++++ Exercise data

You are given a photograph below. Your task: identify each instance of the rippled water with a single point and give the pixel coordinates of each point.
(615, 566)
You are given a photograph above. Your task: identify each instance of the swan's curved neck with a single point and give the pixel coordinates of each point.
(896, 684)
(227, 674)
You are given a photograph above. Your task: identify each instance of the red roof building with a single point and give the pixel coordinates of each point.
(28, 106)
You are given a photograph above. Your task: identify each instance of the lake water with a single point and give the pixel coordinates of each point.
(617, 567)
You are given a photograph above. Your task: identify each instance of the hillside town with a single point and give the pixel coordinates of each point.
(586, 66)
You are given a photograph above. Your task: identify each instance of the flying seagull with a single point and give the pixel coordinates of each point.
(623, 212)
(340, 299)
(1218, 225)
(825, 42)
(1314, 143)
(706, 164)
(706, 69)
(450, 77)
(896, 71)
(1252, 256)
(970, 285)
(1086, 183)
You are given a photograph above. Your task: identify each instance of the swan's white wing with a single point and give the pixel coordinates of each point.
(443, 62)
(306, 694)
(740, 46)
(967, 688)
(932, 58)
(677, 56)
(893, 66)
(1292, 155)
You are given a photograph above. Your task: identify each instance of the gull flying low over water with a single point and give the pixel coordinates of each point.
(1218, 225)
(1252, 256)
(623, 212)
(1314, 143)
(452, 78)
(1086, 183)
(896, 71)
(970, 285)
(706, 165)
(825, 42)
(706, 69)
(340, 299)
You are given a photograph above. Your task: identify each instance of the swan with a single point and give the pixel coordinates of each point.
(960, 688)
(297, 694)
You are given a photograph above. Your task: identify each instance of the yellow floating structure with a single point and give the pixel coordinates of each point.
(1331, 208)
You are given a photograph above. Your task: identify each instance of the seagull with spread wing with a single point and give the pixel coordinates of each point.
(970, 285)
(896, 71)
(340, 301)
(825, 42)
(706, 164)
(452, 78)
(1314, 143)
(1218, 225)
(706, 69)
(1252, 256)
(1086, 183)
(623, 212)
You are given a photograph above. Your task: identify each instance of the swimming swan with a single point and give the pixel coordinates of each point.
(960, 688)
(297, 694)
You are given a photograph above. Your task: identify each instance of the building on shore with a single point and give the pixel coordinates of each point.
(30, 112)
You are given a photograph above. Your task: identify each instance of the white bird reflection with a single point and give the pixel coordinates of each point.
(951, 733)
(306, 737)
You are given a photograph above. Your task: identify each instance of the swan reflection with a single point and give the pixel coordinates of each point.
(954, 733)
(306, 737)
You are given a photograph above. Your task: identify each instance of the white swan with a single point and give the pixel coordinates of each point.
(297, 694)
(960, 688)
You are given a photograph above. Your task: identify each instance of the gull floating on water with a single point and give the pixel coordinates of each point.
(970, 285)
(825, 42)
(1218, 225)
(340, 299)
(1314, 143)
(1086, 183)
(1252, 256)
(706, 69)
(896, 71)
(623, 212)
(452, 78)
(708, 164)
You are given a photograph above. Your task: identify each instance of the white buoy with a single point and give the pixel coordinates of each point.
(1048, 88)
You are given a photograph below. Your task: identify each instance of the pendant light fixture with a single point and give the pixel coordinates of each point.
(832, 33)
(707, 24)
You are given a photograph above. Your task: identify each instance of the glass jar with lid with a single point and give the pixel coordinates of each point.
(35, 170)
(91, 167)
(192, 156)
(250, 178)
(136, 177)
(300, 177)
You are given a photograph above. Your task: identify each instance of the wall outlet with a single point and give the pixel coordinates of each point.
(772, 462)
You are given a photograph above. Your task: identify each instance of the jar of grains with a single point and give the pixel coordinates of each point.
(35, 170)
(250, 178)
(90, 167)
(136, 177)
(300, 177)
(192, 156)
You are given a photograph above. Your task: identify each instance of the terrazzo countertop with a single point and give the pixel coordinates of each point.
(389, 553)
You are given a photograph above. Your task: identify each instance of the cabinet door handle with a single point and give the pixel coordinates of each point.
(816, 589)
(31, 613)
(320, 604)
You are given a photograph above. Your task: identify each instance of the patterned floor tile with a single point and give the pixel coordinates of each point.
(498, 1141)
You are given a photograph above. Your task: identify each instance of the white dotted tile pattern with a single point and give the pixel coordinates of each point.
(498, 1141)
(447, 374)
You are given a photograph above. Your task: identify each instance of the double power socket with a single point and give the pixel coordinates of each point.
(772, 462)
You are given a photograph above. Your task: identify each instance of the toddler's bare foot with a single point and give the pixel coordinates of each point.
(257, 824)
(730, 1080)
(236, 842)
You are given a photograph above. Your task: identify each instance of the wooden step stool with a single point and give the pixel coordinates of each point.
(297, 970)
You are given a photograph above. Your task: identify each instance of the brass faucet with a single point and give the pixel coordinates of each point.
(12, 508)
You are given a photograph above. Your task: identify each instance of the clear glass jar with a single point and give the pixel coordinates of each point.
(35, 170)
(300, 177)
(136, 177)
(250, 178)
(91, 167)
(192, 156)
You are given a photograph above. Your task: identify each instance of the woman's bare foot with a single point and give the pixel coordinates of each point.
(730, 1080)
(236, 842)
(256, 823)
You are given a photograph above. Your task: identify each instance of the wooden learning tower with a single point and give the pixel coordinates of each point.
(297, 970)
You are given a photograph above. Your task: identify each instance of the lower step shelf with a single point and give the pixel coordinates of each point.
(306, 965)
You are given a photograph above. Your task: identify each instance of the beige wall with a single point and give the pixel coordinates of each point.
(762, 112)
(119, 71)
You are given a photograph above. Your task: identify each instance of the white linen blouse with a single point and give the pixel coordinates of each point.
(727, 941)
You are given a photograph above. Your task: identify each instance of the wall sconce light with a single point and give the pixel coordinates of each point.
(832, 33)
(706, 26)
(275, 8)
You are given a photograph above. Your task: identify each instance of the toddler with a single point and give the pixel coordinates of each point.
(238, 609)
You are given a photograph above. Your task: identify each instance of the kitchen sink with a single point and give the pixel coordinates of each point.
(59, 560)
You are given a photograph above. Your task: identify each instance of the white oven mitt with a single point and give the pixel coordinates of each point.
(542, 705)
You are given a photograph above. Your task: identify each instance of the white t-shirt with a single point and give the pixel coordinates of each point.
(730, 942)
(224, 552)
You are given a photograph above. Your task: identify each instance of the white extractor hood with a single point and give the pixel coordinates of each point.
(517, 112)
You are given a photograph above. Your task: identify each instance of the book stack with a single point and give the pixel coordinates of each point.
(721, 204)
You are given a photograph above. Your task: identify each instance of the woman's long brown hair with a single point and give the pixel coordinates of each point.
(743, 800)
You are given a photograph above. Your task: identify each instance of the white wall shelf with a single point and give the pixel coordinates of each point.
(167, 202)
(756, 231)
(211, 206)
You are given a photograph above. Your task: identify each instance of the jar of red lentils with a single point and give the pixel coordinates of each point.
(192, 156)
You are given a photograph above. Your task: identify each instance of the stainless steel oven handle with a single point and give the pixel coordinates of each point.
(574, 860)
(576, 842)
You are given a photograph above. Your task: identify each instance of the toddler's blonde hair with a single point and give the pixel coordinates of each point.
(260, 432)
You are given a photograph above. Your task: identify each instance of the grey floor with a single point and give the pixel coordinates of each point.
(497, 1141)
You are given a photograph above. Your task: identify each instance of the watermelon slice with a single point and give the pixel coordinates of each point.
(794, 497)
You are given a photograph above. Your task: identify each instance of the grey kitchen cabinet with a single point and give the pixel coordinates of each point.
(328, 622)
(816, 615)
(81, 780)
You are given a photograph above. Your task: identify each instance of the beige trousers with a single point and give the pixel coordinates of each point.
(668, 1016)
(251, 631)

++++++++

Requirement => Having read the material, transcribe all of it exactly.

Result for this task =>
You are given a photograph below. Your task: identify each instance of the rippled water with a single point and give the pixel coordinates of each point.
(615, 566)
You are given a photograph above. Your task: identify each instance of the swan's curved neck with a single point and give the pixel coordinates of each point.
(896, 684)
(227, 674)
You are given a photograph above. Your task: identify each instance of the red roof building with a single point and give the pixel coordinates of each point.
(28, 106)
You are given a photograph above. Your task: identify each instance of the lake water with a single point and give the pixel coordinates of each point.
(617, 567)
You are given a photograph above. Your task: identify each instance of the hillside town with a single point and give the pixel coordinates of each point.
(586, 66)
You are given a photograph above. Your task: identify each instance of the flying seagull with a single point and give the pixel coordinates of each point.
(623, 212)
(340, 299)
(1218, 225)
(825, 42)
(1314, 143)
(706, 164)
(706, 69)
(450, 77)
(896, 71)
(1252, 256)
(970, 285)
(1086, 183)
You are given a photograph above. Your task: identify each instance of the swan's white wing with a single point and give the pixel coordinates of each point.
(443, 62)
(306, 694)
(740, 46)
(967, 688)
(932, 58)
(677, 56)
(893, 66)
(1292, 155)
You are given a photograph above. Your task: identify each instance of the gull flying low over water with a single point and give the pixel coordinates of each point.
(1218, 225)
(1252, 256)
(623, 212)
(1314, 143)
(452, 78)
(1086, 183)
(896, 71)
(970, 285)
(706, 165)
(825, 42)
(706, 69)
(340, 299)
You are given a photograph above. Your task: identify each instance of the swan with a single point and give the pixel coordinates of each point.
(960, 688)
(297, 694)
You are given a photograph above. Your task: identify each instance of the yellow floating structure with a single point and give the pixel coordinates of each point.
(1331, 208)
You are given a photograph above. Your task: identify each instance of the seagull with spread wing with a single point and give the pixel coordinates of each point.
(970, 285)
(896, 71)
(340, 301)
(825, 42)
(706, 164)
(452, 78)
(1314, 143)
(1218, 225)
(706, 69)
(1252, 256)
(1086, 183)
(623, 212)
You are given a photograph above. Your task: identify each instance of the swimming swan with a single point and give the pixel coordinates of each point.
(960, 688)
(297, 694)
You are given a photograph above. Your task: identify each instance of the building on shore with a single point and give the pixel coordinates of each point.
(30, 112)
You are given a photograph above. Your task: identify each instance of the white bird reflection with a single point and give the pixel coordinates of each point.
(951, 733)
(306, 737)
You are given a photograph above. Your task: identify each instance of the swan reflection with a single point and give the pixel coordinates of each point.
(954, 733)
(306, 737)
You are given a photograph above. Your task: identify each instance of the white swan with a single point and give the pixel coordinates of each point.
(297, 694)
(960, 688)
You are given a photograph above. Your task: identify each instance of the gull floating on water with a single point and give the pixel coordinates of each point.
(970, 285)
(825, 42)
(1218, 225)
(340, 299)
(1314, 143)
(1086, 183)
(1252, 256)
(706, 69)
(896, 71)
(623, 212)
(452, 78)
(708, 164)
You are given a photograph above. Your task: identify each instance of the white buoy with a single point and give the pixel coordinates of each point.
(1048, 88)
You are given a photograph below. Your task: identify each instance of the pendant light fixture with a single point and give the pixel coordinates of each point.
(832, 33)
(707, 24)
You are given a photograph above. Your task: identify each instance of the glass jar with lid with a single point and give the pixel coordinates of each point.
(35, 170)
(91, 167)
(192, 156)
(250, 178)
(136, 177)
(300, 177)
You are given a photograph above. Your task: identify each instance of the wall outlet with a single point and give the pixel coordinates of each point.
(772, 462)
You are given a photograph above. Your task: identify each instance of the jar of grains with a single point and give the pixel coordinates of each point.
(35, 170)
(250, 178)
(90, 167)
(136, 177)
(300, 177)
(192, 156)
You are given a photograph above. Your task: identify each instance of the terrazzo countertop with a single point and give the pixel coordinates of each point.
(389, 553)
You are given a photograph above. Your task: identify each instance of the cabinet door handle with a single point and give the pixel coordinates of each point.
(816, 589)
(31, 613)
(320, 604)
You are given a photograph above. Your task: identify each instance of the patterned floor tile with a single point and give the pixel coordinates of each point.
(498, 1141)
You are given a photograph above. Your task: identify each instance of the white dotted tile pattern with a single point and give the pixel coordinates of each point.
(498, 1141)
(447, 374)
You are given a photograph above. Your task: identify each instance of the double power socket with a single point and give the pixel coordinates of each point.
(772, 462)
You are given a photograph above. Your task: identify each instance of the toddler's bare foot with a single point and give the pixel coordinates of each point.
(257, 824)
(730, 1080)
(236, 842)
You are given a photograph above. Your task: identify each instance of the wooden step stool with a single point and give the pixel coordinates of each point.
(297, 970)
You are given a photograph above. Your task: identify each instance of the brass faucet with a single point and give the pixel coordinates of each point.
(12, 508)
You are given a photograph above. Your task: identify each instance of the clear glass jar with a single point and give the pixel coordinates of each point.
(35, 170)
(300, 177)
(136, 177)
(250, 178)
(91, 167)
(192, 156)
You are given a photograph above. Your task: identify each instance of the woman's bare foot with a single point and give the pixel coordinates of each point.
(730, 1080)
(236, 842)
(256, 823)
You are given a photograph above. Your task: identify each instance of the wooden learning tower with a single point and give the pixel coordinates of each point.
(297, 970)
You are given a photograph above. Your task: identify each instance of the lower step shelf with a single point and give the pixel coordinates of each point.
(306, 965)
You are given a photograph above. Your task: identify each instance of the beige wall with a single point and give the pixel coordinates of each point.
(762, 112)
(119, 71)
You are given a photograph above. Your task: identify each instance of the white linen blouse with a single point and give the pixel coordinates of each point.
(727, 941)
You are given a photograph above. Your task: identify each instance of the wall sconce light with a single point and give the pixel coordinates of each point.
(832, 33)
(706, 26)
(275, 8)
You are given a photograph above. Your task: identify each instance of the toddler with a single point and give the pixel coordinates of each point.
(238, 609)
You are given a photograph above. Your task: identify each instance of the kitchen sink with a single point and give the pixel coordinates of each point.
(59, 560)
You are given a photograph above. Your task: identify each instance of the white oven mitt with a single point and give the pixel coordinates of each point.
(542, 705)
You are given a photograph above. Your task: identify each instance of the white t-shirt with a single point and give the pixel coordinates of each point.
(730, 942)
(224, 552)
You are given a photograph above. Your task: identify each instance of the white extractor hood with a single point and give the pixel coordinates of each point.
(517, 112)
You are given a photograph above. Your task: identify each instance of the book stack with a single point and give the pixel coordinates of each point.
(721, 204)
You are given a photograph above. Your task: identify each instance of the woman's long brown hair with a single point and give the pixel coordinates of each point.
(743, 800)
You are given a photograph above. Your task: identify each instance of the white wall shelf with a single point and give the pixel coordinates of each point.
(167, 202)
(756, 231)
(211, 206)
You are given a photograph above. Your task: identify each instance of the jar of red lentils with a single point and give the pixel coordinates of each point.
(192, 156)
You are given a photograph above. Your task: identify each instance of the stainless steel oven handle with a single point and give the pixel coordinates of each point.
(574, 860)
(576, 842)
You are given a photograph above. Your task: identify each instance of the toddler's blonde hair with a single point and give the pixel coordinates of each point.
(260, 432)
You are given a photograph above. Your task: identify each instance of the grey floor with a single point and give the pixel coordinates of each point.
(497, 1141)
You are given a photograph above. Your task: identify each instance of the watermelon slice with a single point and give the pixel coordinates of each point.
(794, 497)
You are given a photograph above. Your task: identify each instance of the grey kitchen cabinet with a single point and give the pixel coordinates of each point.
(328, 622)
(816, 615)
(81, 780)
You are given a photograph above. Your task: identify each instance of the beige trousers with a single point and give the pixel coordinates of each point.
(668, 1016)
(251, 631)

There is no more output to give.